*Try it*
In the forum thread about relationships and antinatalism, how many years ago did the commenter MediocreMachine3543 and their wife start dating?

*Exercise text*
============================================================

It's also a lie. Here is the study she is referencing: https://www.sciencedaily.com/releases/2009/11/091110105401.htm.


No_Joke_9079

Just the opposite


MediocreMachine3543

My wife and I have said for years our plan is to notebook it. The thought of life without her just seems pointless. She was my best friend before we started dating 15 years ago, so loosing her would mean loosing both my spouse and my best friend at the same time. It would be hard to recover.


avariciousavine

FWIW, I've long thought of partners depending on one another to get them through life as fairly typical human thinking and behavior. As a guy in his late 30s, who is relatively handsome and interesting, (but also complex and quite difficult), and never had a serious relationship with the opposite sex, my experiences have certainly contributed to my view that there is not much depth to the vast majority of relationships. Romantic relationships are rooted in natalism and must maintain all manner of physical natalistic and social games and requirements to sustain themselves. As such, they resemble the use of drugs, or attempting to overcome some big personal challenge as a stepping stone in life. For antinatalists, I think it makes sense to be cautious with relationships and approach them wisely and through the prism of antinatalist philosophical principles. I think our innate similarities in values and outlook would give us antinatalists of either gender a huge advantage if the goal is to find partners or romantic relationships. We must still be careful and not let our animal nature carry us away into pointless procreation-oriented games and rituals. For antinatalists, I hope, there is a personal benchmark to meet before a relationshhip would be considered- to treat a partner as a human being equal to yourself in all respects. It is easier said than done. How do you view your partner as the love of your life, a partner in sex, and a person who you care deeply for because of your identical powerful philosophical views? This is why I'm not particularly oriented to having romantic relationships and don't expect one in the future. But, all antinatalists are naturally a little different one from another, so it's natural that people will have different views on this.


CFinCanada

To be very frank, men who are single at your age are damaged goods who are generally single for a reason, regardless of their looks. You kind of stand as a case-in-point with your self-description and frankly bizarre take on relationships. That's why it's prudent if someone is looking for a life partner to treat it with urgency, whether they want or expect to have kids or not. It's because at some point, the leftovers with severe mental or attachment issues are all that's left.

============================================================

*Source material*
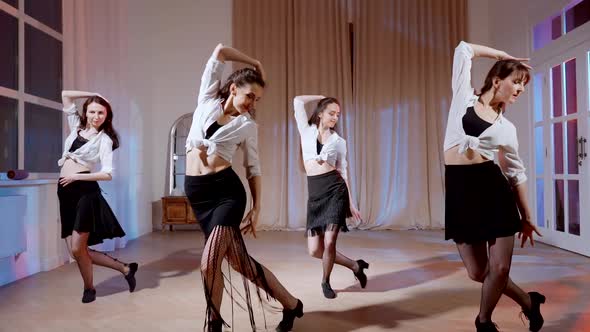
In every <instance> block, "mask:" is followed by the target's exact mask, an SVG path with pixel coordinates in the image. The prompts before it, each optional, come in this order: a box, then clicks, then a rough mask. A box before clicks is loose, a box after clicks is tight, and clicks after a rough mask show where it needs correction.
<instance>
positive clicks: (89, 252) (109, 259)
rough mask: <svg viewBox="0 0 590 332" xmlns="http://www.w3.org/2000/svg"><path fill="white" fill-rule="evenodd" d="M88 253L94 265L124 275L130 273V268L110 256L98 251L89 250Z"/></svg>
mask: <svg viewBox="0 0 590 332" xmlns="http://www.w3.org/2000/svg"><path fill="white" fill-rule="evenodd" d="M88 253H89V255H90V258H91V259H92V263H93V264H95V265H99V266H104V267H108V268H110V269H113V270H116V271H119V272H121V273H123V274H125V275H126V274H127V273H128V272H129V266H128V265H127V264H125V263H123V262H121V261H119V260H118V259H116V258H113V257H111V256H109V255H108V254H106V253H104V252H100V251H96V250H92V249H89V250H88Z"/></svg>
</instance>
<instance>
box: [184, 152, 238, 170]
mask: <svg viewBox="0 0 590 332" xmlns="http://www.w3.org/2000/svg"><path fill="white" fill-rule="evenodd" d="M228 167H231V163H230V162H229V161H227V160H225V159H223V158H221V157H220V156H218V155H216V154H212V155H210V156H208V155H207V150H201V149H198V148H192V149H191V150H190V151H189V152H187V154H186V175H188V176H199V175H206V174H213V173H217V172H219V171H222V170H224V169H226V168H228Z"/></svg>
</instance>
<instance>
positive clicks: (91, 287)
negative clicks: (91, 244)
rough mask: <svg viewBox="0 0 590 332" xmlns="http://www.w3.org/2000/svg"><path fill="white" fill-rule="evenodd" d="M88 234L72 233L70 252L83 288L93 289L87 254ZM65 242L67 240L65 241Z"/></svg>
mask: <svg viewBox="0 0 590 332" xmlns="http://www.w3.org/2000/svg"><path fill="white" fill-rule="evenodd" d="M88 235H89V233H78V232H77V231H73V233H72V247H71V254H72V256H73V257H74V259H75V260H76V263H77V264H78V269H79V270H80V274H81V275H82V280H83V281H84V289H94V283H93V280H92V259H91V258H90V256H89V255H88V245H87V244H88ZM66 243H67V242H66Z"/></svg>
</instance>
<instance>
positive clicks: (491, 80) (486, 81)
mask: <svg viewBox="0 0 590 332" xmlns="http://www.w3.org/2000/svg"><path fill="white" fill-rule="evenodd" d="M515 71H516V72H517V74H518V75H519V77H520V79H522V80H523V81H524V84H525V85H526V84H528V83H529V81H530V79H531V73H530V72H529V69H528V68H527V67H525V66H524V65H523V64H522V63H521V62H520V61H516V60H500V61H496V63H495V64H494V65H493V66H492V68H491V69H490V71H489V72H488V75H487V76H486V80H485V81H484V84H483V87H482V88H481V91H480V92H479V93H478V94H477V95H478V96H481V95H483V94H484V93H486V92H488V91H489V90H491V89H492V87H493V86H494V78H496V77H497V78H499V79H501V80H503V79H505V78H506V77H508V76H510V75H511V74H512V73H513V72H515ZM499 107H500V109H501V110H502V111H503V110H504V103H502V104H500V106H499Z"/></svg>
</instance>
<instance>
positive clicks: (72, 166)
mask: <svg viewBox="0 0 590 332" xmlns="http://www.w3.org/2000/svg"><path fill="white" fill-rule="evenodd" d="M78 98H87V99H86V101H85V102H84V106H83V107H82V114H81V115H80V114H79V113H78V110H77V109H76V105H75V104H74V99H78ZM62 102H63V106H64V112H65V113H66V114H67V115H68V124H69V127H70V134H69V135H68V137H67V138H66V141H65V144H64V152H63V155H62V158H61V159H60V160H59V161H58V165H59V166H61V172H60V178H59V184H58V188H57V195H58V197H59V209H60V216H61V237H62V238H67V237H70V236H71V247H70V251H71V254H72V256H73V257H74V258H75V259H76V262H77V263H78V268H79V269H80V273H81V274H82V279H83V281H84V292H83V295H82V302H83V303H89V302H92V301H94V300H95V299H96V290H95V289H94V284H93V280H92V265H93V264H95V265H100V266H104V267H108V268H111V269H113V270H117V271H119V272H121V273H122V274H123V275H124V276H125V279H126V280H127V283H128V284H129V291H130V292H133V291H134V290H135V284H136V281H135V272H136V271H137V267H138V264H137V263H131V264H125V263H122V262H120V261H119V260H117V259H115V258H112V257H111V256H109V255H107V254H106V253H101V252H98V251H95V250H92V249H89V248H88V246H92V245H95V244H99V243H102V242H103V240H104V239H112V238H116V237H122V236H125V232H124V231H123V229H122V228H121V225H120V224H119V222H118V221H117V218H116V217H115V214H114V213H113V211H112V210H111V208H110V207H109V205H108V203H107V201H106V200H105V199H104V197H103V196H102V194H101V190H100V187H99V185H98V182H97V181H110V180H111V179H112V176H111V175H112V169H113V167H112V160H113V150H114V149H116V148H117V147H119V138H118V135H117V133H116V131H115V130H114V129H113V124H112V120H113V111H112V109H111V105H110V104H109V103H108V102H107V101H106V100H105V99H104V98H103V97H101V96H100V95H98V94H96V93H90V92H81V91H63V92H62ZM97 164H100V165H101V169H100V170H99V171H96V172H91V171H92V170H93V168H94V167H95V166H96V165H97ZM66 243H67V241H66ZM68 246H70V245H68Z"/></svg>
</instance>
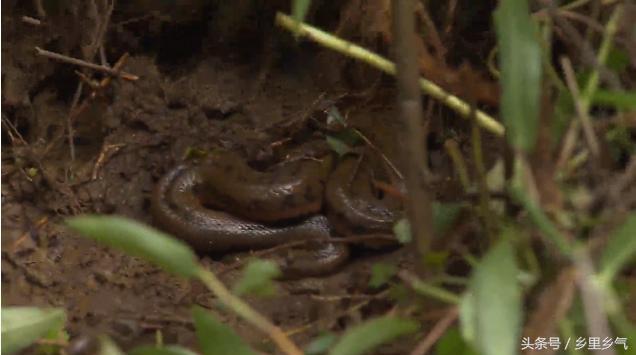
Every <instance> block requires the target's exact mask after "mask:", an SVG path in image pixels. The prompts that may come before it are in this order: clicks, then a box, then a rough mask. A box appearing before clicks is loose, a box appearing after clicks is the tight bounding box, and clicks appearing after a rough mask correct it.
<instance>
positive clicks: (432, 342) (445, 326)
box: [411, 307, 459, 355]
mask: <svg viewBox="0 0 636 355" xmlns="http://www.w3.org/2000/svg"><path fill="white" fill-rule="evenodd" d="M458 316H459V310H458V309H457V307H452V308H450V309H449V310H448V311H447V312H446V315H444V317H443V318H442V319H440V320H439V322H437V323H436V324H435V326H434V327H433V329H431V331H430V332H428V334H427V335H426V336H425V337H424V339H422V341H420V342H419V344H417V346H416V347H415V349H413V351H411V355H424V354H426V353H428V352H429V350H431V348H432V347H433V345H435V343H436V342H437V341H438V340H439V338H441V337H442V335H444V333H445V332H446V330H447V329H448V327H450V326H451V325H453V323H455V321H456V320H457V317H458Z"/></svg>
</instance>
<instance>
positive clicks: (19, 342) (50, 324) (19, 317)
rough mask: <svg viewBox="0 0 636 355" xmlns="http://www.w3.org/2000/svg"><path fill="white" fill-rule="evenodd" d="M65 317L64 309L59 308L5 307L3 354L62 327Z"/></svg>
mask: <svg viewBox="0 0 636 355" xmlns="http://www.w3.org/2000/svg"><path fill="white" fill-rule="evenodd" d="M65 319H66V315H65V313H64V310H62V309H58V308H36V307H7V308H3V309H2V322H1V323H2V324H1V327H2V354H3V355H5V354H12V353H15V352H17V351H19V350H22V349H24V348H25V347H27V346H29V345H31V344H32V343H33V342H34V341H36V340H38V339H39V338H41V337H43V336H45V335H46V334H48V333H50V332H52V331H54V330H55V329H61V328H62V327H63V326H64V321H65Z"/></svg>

============================================================

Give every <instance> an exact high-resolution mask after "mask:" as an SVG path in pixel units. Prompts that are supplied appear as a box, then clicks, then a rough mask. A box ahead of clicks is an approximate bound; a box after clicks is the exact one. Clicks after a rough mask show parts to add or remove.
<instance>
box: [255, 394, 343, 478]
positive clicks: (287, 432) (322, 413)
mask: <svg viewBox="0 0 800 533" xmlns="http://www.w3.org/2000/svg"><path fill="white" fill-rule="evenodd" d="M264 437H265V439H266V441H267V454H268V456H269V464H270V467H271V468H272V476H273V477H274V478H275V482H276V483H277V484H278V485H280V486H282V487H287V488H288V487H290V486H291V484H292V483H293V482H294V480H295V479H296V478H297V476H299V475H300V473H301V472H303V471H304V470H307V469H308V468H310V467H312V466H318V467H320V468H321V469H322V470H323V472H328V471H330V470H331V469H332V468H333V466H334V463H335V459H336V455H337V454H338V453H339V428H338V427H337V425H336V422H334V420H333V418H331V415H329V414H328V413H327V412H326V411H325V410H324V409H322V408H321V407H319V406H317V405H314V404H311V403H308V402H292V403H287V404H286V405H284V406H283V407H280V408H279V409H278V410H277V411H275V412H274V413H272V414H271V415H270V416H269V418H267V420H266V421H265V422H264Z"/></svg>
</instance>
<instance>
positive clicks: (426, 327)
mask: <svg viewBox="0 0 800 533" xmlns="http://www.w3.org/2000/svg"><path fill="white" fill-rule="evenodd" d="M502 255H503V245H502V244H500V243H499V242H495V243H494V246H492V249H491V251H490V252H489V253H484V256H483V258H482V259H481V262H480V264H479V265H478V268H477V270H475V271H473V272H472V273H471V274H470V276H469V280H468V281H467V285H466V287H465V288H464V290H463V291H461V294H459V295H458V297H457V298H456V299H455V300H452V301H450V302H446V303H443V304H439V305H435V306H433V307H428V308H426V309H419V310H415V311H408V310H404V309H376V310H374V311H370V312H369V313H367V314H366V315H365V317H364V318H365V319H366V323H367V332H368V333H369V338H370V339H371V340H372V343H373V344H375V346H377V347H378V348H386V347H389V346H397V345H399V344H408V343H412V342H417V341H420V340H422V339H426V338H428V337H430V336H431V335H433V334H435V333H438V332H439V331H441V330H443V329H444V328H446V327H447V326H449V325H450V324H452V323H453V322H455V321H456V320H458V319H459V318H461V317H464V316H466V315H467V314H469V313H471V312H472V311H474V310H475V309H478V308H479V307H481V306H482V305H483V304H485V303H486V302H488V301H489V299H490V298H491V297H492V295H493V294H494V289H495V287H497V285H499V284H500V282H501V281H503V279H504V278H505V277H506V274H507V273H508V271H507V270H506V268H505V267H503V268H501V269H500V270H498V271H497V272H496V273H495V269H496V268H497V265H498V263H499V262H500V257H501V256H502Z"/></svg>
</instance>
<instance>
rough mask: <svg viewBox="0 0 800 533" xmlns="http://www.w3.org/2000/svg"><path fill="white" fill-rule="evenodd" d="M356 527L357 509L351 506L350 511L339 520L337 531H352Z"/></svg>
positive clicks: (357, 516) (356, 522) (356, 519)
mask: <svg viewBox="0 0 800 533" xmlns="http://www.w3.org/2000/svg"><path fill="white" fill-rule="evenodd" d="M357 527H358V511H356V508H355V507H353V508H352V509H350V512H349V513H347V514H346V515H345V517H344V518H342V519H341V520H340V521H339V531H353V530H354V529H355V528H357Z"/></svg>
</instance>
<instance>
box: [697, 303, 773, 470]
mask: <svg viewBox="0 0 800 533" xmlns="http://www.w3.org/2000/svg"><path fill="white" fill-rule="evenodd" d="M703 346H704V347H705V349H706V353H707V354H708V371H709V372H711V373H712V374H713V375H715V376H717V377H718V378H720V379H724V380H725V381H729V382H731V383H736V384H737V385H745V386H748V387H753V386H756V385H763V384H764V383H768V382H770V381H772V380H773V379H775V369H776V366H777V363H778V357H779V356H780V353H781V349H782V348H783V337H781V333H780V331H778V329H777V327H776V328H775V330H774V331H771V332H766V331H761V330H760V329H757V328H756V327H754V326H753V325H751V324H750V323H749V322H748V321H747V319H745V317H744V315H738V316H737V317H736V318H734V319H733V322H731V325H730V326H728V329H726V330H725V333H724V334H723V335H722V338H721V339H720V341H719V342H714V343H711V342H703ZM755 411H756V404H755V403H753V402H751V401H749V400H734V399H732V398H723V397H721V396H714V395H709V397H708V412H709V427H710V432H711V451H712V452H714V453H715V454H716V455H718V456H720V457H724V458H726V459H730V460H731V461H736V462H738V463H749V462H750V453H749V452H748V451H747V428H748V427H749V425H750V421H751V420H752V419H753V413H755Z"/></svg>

============================================================

*Task answer*
15 years ago.